> _Task instructions_
Put every line of the listing below into a numbered list, leaving out any blank lines.

> _Dataset records_
● ● ● ● ●

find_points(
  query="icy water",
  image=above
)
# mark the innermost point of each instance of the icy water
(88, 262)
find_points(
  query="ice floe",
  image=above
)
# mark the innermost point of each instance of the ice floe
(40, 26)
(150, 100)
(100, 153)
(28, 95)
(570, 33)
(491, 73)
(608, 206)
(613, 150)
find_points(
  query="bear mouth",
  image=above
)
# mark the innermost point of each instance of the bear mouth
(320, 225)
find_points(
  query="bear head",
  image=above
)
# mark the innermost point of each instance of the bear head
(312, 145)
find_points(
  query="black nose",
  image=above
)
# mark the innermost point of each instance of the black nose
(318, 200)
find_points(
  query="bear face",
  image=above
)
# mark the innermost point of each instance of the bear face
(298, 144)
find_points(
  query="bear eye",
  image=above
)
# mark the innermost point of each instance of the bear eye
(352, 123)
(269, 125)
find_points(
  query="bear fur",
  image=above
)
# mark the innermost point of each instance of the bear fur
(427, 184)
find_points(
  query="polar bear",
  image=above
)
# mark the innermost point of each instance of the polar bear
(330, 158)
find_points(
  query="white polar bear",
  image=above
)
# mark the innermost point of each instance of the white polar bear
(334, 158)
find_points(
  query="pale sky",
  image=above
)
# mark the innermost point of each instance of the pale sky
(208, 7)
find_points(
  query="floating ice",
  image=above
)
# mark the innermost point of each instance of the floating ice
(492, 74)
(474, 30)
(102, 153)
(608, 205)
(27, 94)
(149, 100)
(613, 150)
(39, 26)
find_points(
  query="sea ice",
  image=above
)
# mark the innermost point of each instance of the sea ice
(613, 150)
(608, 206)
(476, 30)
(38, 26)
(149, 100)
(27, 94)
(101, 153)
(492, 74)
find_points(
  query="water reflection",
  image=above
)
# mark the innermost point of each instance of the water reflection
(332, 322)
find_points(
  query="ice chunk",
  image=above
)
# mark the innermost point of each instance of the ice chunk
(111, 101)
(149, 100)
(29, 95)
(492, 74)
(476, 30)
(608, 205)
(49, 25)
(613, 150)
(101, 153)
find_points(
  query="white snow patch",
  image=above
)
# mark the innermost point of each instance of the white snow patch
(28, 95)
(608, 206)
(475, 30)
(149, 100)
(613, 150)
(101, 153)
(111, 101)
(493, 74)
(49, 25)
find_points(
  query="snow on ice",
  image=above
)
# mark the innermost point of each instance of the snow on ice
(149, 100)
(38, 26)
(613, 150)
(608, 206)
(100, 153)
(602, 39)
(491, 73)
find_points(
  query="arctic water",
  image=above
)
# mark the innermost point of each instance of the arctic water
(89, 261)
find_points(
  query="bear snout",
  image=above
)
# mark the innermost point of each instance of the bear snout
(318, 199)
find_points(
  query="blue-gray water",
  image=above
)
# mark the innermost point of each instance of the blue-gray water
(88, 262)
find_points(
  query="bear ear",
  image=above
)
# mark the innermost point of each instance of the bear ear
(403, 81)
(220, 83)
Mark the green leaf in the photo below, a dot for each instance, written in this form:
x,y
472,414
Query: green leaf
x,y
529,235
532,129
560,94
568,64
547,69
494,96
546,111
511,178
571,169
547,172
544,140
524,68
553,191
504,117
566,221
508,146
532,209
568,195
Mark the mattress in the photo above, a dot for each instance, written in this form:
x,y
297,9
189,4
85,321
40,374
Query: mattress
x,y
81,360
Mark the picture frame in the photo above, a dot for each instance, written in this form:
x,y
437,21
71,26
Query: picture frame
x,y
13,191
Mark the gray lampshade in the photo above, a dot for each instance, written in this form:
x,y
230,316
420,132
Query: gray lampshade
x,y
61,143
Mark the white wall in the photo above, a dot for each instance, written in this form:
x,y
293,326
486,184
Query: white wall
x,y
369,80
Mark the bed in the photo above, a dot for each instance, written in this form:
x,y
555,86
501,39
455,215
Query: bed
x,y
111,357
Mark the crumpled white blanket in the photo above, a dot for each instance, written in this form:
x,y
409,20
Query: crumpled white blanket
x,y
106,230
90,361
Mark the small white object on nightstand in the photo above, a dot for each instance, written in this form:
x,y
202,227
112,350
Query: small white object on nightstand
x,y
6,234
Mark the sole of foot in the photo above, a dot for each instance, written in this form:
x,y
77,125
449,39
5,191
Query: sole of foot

● ● ● ● ●

> _Task solution_
1. find_points(
2.   query="icy water",
3.   image=above
4. )
5. # mark the innermost point of each instance of the icy water
6. (88, 262)
7. find_points(
8.   query="ice floe",
9.   image=above
10. )
11. # mark the innermost point of each instance of the ice floe
12. (40, 26)
13. (150, 100)
14. (100, 153)
15. (28, 95)
16. (570, 33)
17. (491, 73)
18. (608, 206)
19. (613, 150)
20. find_points(
21.   query="bear mouth",
22.   image=above
23. )
24. # mark the innermost point of each instance of the bear mouth
25. (320, 225)
26. find_points(
27.   query="bear head",
28.   image=above
29. )
30. # mark the innermost point of each instance of the bear head
31. (312, 145)
32. find_points(
33.   query="black nose",
34.   image=above
35. )
36. # mark the innermost point of each instance of the black nose
37. (318, 200)
38. find_points(
39.   query="bear face",
40.   image=above
41. )
42. # mark the innermost point of each instance of the bear face
43. (298, 144)
44. find_points(
45.   query="bear eye",
46.   image=above
47. )
48. # mark the innermost point of each instance of the bear eye
49. (352, 123)
50. (269, 125)
51. find_points(
52.   query="bear fur",
53.   image=above
54. )
55. # mark the innermost point of each instance of the bear fur
56. (427, 184)
57. find_points(
58.   query="polar bear",
59.   image=above
60. )
61. # mark the innermost point of each instance of the polar bear
62. (330, 158)
63. find_points(
64.   query="white polar bear",
65.   image=above
66. )
67. # mark the innermost point of each instance of the white polar bear
68. (334, 158)
69. find_points(
70.   query="pale sky",
71.   image=above
72. )
73. # mark the innermost point of each instance of the pale sky
74. (208, 7)
75. find_points(
76.   query="floating ice",
77.   image=above
78. )
79. # mark the innermost point of each instance of the floating ice
80. (492, 74)
81. (474, 30)
82. (102, 153)
83. (608, 205)
84. (27, 94)
85. (149, 100)
86. (613, 150)
87. (39, 26)
88. find_points(
89.   query="sea ice",
90.   image=above
91. )
92. # mark the innermost point of each instance of the sea ice
93. (613, 150)
94. (608, 206)
95. (476, 30)
96. (38, 26)
97. (149, 100)
98. (27, 94)
99. (101, 153)
100. (492, 74)
101. find_points(
102.   query="water reflection",
103.   image=above
104. )
105. # mark the innermost point of each instance of the water reflection
106. (332, 322)
107. find_points(
108.   query="ice chunk",
109.   image=above
110. )
111. # mark the innermost point of each instance of the ice chunk
112. (111, 101)
113. (149, 100)
114. (29, 95)
115. (492, 74)
116. (476, 30)
117. (608, 205)
118. (49, 25)
119. (613, 150)
120. (101, 153)
121. find_points(
122.   query="white snow patch",
123.   image=above
124. )
125. # mark the innermost point of each instance of the white snow patch
126. (28, 95)
127. (608, 206)
128. (475, 30)
129. (149, 100)
130. (613, 150)
131. (101, 153)
132. (111, 101)
133. (493, 74)
134. (49, 25)
135. find_points(
136.   query="snow on ice",
137.   image=above
138. )
139. # mark the innermost point of each instance of the snow on ice
140. (149, 100)
141. (38, 26)
142. (613, 150)
143. (608, 206)
144. (100, 153)
145. (602, 39)
146. (491, 73)
147. find_points(
148.   query="arctic water",
149.   image=above
150. )
151. # mark the innermost point of each instance of the arctic water
152. (89, 261)
153. find_points(
154.   query="bear snout",
155.   image=above
156. )
157. # mark the innermost point of each instance of the bear snout
158. (318, 199)
159. find_points(
160.   query="blue-gray water",
161.   image=above
162. )
163. # mark the innermost point of each instance of the blue-gray water
164. (88, 262)
165. find_points(
166.   query="bear ear",
167.   image=above
168. )
169. # mark the innermost point of each instance of the bear ear
170. (403, 81)
171. (220, 83)
172. Mark the green leaf in the photo below, a dot for each instance, written in this form:
173. x,y
174. 472,414
175. Query: green leaf
176. x,y
177. 529,235
178. 532,129
179. 560,94
180. 568,64
181. 547,69
182. 494,96
183. 546,111
184. 511,178
185. 571,169
186. 547,172
187. 544,140
188. 524,68
189. 553,191
190. 504,117
191. 566,221
192. 508,146
193. 532,209
194. 568,195
195. Mark the mattress in the photo above, a dot for each instance, written in this form:
196. x,y
197. 297,9
198. 189,4
199. 85,321
200. 40,374
201. Query: mattress
202. x,y
203. 81,360
204. Mark the picture frame in the photo above, a dot for each instance, written in this form:
205. x,y
206. 437,21
207. 71,26
208. Query: picture frame
209. x,y
210. 13,191
211. Mark the gray lampshade in the photo above, a dot for each instance, written in this form:
212. x,y
213. 230,316
214. 420,132
215. Query: gray lampshade
216. x,y
217. 61,143
218. Mark the white wall in the photo above, a dot for each instance, written in this form:
219. x,y
220. 293,326
221. 486,184
222. Query: white wall
223. x,y
224. 369,80
225. Mark the bed in the photo above, a dot for each instance, written in this form:
226. x,y
227. 555,86
228. 501,39
229. 455,215
230. Query: bed
231. x,y
232. 111,357
233. Mark the crumpled white blanket in the photo above, a dot for each instance, written in this form:
234. x,y
235. 409,20
236. Query: crumpled white blanket
237. x,y
238. 106,230
239. 90,361
240. Mark the small white object on nightstand in the photo above, a dot for each instance, written in this form:
241. x,y
242. 202,227
243. 112,350
244. Query: small white object on nightstand
245. x,y
246. 6,234
247. Mark the sole of foot in the photo above, a dot for each instance, written in this form:
248. x,y
249. 77,125
250. 449,39
251. 5,191
252. Query: sole of foot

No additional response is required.